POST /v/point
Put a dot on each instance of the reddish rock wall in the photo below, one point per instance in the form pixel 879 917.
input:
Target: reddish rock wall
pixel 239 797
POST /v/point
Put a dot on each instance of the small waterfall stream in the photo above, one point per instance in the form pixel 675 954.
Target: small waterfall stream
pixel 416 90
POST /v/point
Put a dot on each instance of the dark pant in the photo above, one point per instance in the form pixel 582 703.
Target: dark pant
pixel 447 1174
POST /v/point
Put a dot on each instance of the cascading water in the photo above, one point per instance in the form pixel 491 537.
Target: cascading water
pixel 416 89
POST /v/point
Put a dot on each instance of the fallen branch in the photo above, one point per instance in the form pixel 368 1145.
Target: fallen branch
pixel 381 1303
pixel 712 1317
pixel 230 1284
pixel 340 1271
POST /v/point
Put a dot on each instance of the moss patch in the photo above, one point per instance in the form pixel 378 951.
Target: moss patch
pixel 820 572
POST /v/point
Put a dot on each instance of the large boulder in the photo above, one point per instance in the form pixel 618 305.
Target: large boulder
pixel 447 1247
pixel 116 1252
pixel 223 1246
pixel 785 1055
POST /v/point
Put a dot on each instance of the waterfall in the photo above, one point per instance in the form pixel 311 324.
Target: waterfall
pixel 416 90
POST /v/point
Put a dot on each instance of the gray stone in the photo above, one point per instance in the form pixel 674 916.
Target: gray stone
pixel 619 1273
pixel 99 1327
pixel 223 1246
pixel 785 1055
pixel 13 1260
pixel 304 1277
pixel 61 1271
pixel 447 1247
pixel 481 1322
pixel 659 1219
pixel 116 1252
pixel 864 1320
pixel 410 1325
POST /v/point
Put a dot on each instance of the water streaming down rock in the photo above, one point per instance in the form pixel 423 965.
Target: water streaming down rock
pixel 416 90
┄┄┄┄┄┄┄┄┄┄
Problem description: Which lines in the listing above contain the string "boulder", counting only matches with the same case? Copy each of those lines in full.

Task response:
Put a dot on each instance of the large boulder in the photo above, one point per instance in the form pixel 618 305.
Target: large boulder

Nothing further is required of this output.